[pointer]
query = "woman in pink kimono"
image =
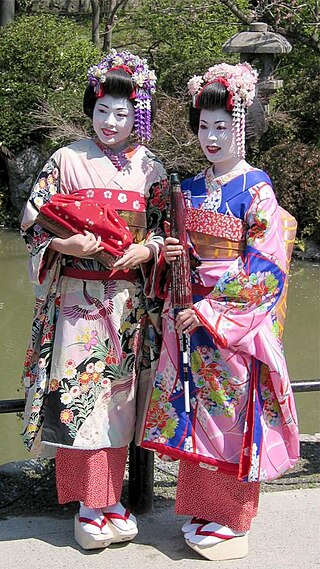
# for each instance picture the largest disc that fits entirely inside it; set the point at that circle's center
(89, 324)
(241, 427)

WHAT IS BEING ASKED — Please repeat the data above word for word, leaving out the pictures.

ANSWER TO THIS EXERCISE —
[pointer]
query = "woman in pink kimono"
image =
# for each instance picture the largest disc that fits entirely inside it; set the point at that circle's center
(89, 324)
(241, 427)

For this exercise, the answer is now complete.